● **Metin Parçası**

==============================

ذَلِكَ هُدَى اللَّهِ يَهْدِي بِهِ مَنْ يَشَاء “İşte bu, Allah’ın hidayet rehberidir, onunla dilediğini doğru yola iletir.”

“İşte bu”, yani, Kitap veya kalpte meydana gelen haşyet ve ümit, Allahtan bir hidayettir. Allah onunla, hidayetini dilediği kimseye hidayet eder.

وَمَن يُضْلِلْ اللَّهُ فَمَا لَهُ مِنْ هَادٍ “Ve Allah, kimi de saptırırsa artık onun için hiçbir yol gösterici yoktur.”Allah kimi de yardımsız bırakarak yoldan çıkarırsa O kimseyi dalâletten çıkaracak bir rehber yoktur.

 

24- أَفَمَن يَتَّقِي بِوَجْهِهِ سُوءَ الْعَذَابِ يَوْمَ الْقِيَامَةِ “Kıyamet günü kötü azaba karşı yüzüyle korunan kimse, (o gün azaptan emin olan kimse gibi midir?)

Kıyamet günü kötü azaba karşı elleri bağlı olduğu cihetle kendini koruyamayan, ancak yüzünü kalkan yapan kimseyle, böyle bir azaptan emniyette olan kimse hiç bir olur mu?

وَقِيلَ لِلظَّالِمِينَ ذُوقُوا مَا كُنتُمْ تَكْسِبُونَ “O zalimlere, “tadın bakalım kazandıklarınızı” denir.”

“Onlara” yerine “o zâlimlere” denilmesi, onların zulmünü tesciller ve maruz kaldıkları durumun sebebini hissettirir.

 

25- كَذَّبَ الَّذِينَ مِن قَبْلِهِمْ “Onlardan öncekiler de yalanladı.”

فَأَتَاهُمْ الْعَذَابُ مِنْ حَيْثُ لَا يَشْعُرُونَ “Derken azap kendilerine farkına varmadıkları bir yerden geldi.”

 

26- فَأَذَاقَهُمُ اللَّهُ الْخِزْيَ فِي الْحَيَاةِ الدُّنْيَا “Böylece Allah dünya hayatında onlara zilleti tattırdı.”

==============================

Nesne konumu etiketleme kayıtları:

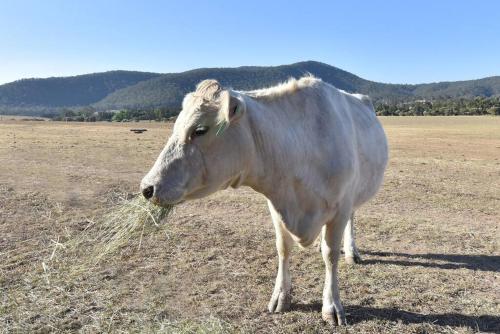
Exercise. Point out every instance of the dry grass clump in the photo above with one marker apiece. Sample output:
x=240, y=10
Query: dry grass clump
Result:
x=124, y=224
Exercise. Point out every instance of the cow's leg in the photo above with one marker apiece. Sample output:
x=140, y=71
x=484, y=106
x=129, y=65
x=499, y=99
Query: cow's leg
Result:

==============================

● **Yapılacak Çalışmalar**
(a) Tefsir metnine göre aşağıdaki soruları cevaplayın.
(i) “İşte bu” ifadesiyle neler kastedilmektedir?
(ii) Kıyamet günü kötü azaba karşı yüzünü kalkan yapan kimse kendini neden koruyamaz?
(iii) “Onlara” yerine “o zâlimlere” denilmesi neyi sağlar?
(b) Tefsir metnini, “Böylece Allah dünya hayatında onlara zilleti tattırdı.” cümlesinden sonrasını yazarak sürdürün.

● **Alıştırma Cevapları**
(a)
(i) Kitap veya kalpte meydana gelen haşyet ve ümit.
(ii) Elleri bağlı olduğu için.
(iii) Onların zulmünü tescil eder ve maruz kaldıkları durumun sebebini hissettirir.

(b)
Allah onlara şu dünya hayatında,

-Hayvan şekline sokmak. (Mesh)

-Yerin dibine geçirmek. (Hasf)

-Öldürülmek.

-Esaret hayatı yaşatmak.

-Sürgüne gönderilmek gibi zilletler tattırır.

وَلَعَذَابُ الْآخِرَةِ أَكْبَرُ “Ahiret azabı elbette daha büyüktür.”

Onlar için hazırlanan ahiret azabı ise, şiddeti ve devamından dolayı çok daha büyüktür.

لَوْ كَانُوا يَعْلَمُونَ “Keşke bilselerdi!”

Şayet onlar ilim ve tefekkür ehli olsalardı bunu bilirler ve bundan ibret alırlardı.

 

27- وَلَقَدْ ضَرَبْنَا لِلنَّاسِ فِي هَذَا الْقُرْآنِ مِن كُلِّ مَثَلٍ “Andolsun, biz bu Kur’an’da insanlar için her türlü misali verdik.”“Her türlü misal”den murat, Kur’ana bakan kişinin dinle ilgili meselelerde ihtiyaç duyduğu her türlü meseldir.

لَّعَلَّهُمْ يَتَذَكَّرُونَ “Ola ki öğüt alırlar.”Olur ki bununla öğüt alırlar.

 

28- قُرآنًا عَرَبِيًّا غَيْرَ ذِي عِوَجٍ “Onu, hiçbir eğriliği bulunmayan Arabça bir Kur’an olarak indirdik.”Onda hiçbir cihetle doğruluğa halel verecek bir şey yoktur.

لَّعَلَّهُمْ يَتَّقُونَ “Ola ki sakınırlar.”Kur’anda, ihtiyaç duyulan her meselin zikredilmesinin ikinci bir illetidir.[3> Bu ikinci illet, birinciye terettüp eden bir neticedir.[4>

 

29- ضَرَبَ اللَّهُ مَثَلًا رَّجُلًا فِيهِ شُرَكَاء مُتَشَاكِسُونَ وَرَجُلًا سَلَمًا لِّرَجُلٍ “Allah,birbiriyle çekişen sahipleri bulunan biri ile, yalnızca birine ait olan bir başkasını misal getirdi.”

Allah, müşrik ve muvahhid için şöyle misal getirdi:Şirk yolunda giden kimsenin mesleği, mabutlarının her birinin ondan ibadet etmesini ve o kimse hakkında kendi aralarında çekişme hâlinde olmalarını gerektirir. O ise, bunların hangisinin isteğini yerine getireceği hususunda şaşırıp kalmış, ne yapacağını bilmez bir hâle gelmiştir. İşte müşrik böyle bir hâldedir.Tevhid ehli olan kimse ise, sadece bir Allahı bilir, başkasının ona “bana kul ol” demesi söz konusu olamaz.[5>

هَلْ يَسْتَوِيَانِ مَثَلًا “Bu ikisinin durumu hiç aynı olur mu?”

الْحَمْدُ لِلَّهِ “Hamd, Allah’a mahsustur.”

Her türlü hamd O’na mahsustur. Gerçekte O’ndan başkası hamdde O’na şerik olamaz. Çünkü,

-Nimetlerin gerçek sahibi O’dur.

-Herşeyin mutlak mâliki Odur.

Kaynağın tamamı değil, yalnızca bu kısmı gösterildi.